Différend entre la Compagnie des Alpes et les stations

17 novembre 2004
06m 22s
Réf. 00071

Notice

Résumé :

Un différend oppose la Compagnie des Alpes, le n°1 mondial des remontées mécaniques, à plusieurs stations des Alpes. En mai dernier, l'État a réduit sa participation et est devenu minoritaire. Les élus de certaines stations de Tarentaise sont inquiets quant aux conséquences possibles de cette privatisation, de l'entrée en bourse de la Compagnie et du changement dans la prise de décision.

Date de diffusion :
17 novembre 2004
Source :

Éclairage

Le reportage, diffusé en novembre 2004 à l'occasion de l'édition régionale sur FR3, questionne la gestion des stations, au travers de la situation de la Compagnie des Alpes (CDA). Ce groupe est né en Tarentaise à la fin de la décennie 1980 et est adossé à la Caisse des Dépôts et Consignations. Avec aujourd'hui dans son portefeuille, la plupart des stations d‘altitude, la CDA s'est fait une spécialité de sites à garantie d'enneigement, disposant d'un domaine skiable de qualité. Elle est donc l'opérateur le plus important dans un secteur de remontées mécaniques très concentré, faisant craindre une situation de monopole pour les maires des stations concernées. C'est bien cette crainte qui est au cœur du différend entre collectivités locales et CDA ; une situation récurrente au gré des prises de « contrôle » de domaines skiables par le groupe.

Pour comprendre les tensions au sein des stations d'altitude, il faut revenir à la Loi Montagne de 1985 qui a cherché à encadrer le développement touristique de la montagne, et notamment la gestion des stations. Ainsi, cette loi définit les communes supports de stations, responsables des opérations d'aménagement touristique. Il en va ainsi des remontées mécaniques. Les collectivités locales peuvent ainsi choisir de gérer en direct leurs domaines skiables, ou de déléguer la station à un opérateur économique, acteur privé ou société d'économie mixte. C'est d'ailleurs une particularité française de considérer les remontées mécaniques d'un domaine skiable comme un service public, liant ainsi sa gestion aux collectivités locales en place.

**Lignes de données:**
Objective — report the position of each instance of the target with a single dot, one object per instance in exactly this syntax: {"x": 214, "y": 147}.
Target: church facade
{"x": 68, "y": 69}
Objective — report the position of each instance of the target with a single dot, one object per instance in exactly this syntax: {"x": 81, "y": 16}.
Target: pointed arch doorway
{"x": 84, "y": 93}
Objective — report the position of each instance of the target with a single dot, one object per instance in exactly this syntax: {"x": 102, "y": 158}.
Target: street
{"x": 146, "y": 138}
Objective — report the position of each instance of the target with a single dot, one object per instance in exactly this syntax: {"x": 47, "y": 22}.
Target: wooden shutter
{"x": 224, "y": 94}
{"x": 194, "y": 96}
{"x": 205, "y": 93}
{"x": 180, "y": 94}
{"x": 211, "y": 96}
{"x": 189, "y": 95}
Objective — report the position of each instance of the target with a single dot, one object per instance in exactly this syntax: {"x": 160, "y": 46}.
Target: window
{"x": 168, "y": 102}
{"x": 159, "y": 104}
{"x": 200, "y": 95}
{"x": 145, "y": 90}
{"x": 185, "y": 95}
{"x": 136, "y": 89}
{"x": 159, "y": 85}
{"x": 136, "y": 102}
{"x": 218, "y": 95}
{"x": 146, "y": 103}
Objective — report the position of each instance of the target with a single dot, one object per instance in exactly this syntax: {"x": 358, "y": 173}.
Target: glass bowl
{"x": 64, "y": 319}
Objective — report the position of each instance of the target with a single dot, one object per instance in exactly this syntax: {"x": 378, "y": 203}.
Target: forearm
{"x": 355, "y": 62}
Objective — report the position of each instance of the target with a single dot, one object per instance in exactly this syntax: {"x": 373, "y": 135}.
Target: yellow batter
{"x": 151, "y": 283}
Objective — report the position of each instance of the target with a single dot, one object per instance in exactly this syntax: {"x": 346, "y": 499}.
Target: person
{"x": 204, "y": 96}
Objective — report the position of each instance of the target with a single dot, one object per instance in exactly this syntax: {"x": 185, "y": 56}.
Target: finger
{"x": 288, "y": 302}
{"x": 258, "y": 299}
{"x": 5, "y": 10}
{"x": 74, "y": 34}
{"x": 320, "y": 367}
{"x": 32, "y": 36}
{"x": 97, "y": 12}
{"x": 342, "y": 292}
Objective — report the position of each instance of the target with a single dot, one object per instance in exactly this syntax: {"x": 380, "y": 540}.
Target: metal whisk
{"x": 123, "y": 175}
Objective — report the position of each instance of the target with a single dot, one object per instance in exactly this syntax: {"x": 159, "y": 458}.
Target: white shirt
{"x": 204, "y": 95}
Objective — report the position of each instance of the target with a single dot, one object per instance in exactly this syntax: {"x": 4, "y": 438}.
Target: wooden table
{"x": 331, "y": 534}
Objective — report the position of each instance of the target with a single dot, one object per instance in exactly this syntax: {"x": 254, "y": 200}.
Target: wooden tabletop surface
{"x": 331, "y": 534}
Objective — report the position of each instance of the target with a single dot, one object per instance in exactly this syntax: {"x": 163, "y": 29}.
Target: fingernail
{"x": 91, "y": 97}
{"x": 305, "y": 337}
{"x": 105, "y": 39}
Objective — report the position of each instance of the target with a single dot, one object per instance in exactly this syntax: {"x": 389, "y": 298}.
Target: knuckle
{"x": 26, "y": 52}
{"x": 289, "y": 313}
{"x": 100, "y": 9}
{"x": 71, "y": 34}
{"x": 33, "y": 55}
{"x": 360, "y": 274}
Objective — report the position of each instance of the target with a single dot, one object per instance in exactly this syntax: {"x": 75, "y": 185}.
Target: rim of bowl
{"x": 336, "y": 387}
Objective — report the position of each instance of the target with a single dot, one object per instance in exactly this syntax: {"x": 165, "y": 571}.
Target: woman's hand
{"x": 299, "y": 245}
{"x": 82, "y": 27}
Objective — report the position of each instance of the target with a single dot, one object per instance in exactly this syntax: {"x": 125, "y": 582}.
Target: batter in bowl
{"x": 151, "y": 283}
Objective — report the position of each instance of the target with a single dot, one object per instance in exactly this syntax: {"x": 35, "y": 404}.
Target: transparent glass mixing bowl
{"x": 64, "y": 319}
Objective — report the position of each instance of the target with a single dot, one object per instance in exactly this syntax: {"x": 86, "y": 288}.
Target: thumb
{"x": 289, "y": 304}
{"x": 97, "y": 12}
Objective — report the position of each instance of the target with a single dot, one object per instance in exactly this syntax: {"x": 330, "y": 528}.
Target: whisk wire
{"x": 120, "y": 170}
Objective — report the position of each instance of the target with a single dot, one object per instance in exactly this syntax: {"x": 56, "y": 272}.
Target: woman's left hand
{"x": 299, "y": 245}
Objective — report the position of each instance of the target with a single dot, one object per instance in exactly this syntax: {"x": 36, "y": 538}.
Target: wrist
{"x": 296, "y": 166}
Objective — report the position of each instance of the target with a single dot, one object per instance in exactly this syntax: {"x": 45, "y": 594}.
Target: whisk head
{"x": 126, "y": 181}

**Consigne:**
Rédigez la suite du texte sur le différend entre la Compagnie des Alpes et les stations, en reprenant juste après sa dernière phrase.

**Résultat de l'exercice:**
La plupart des grandes stations de Tarentaise ont choisi la CDA pour gérer leurs domaines skiables via un contrat juridique nommé délégation de service public. Ce contrat met en relation ces deux acteurs, l'un public, la collectivité support, et l'autre privé, un acteur économique ; chacun avec des logiques différentes, des enjeux divers. Le contrat les lie pour une durée déterminée et précise donc les droits et les devoirs de chaque parti. Et c'est bien ce qui est au cœur des incompréhensions, voire des controverses plus virulentes qui régulièrement, opposent les deux groupes d'acteurs.

En 2004, à l'occasion de l'entrée en bourse de la CDA, synonyme d'une part minoritaire pour l'État, l'inquiétude est réelle pour les élus de Tarentaise interviewés, notamment ceux des stations de Tignes, Les Arcs et la Plagne, avec pour risque essentiel, la perte de contrôle de leur outil de production. Les questions vont bon train : la CDA ne va-t-elle pas ouvrir son capital à des fonds de pension étrangers dont la logique est avant tout financière et internationale ? Les élus ne risquent-ils pas d'être pilotés par des « étrangers » et ainsi perdre la maîtrise de leur outil de production, le domaine skiable ? En ce sens, les élus, souvent épaulés par des conseillers et des avocats, visent à négocier le devenir de la valeur ajoutée dégagée par leur station. Restera-t-elle sur place ou ira-telle uniquement grossir le résultat du groupe Compagnie des Alpes et donc les dividendes versées aux actionnaires ? L'enjeu est également commercial avec la nécessité pour les élus de voir se réaliser les infrastructures telles que négociées dans les contrats.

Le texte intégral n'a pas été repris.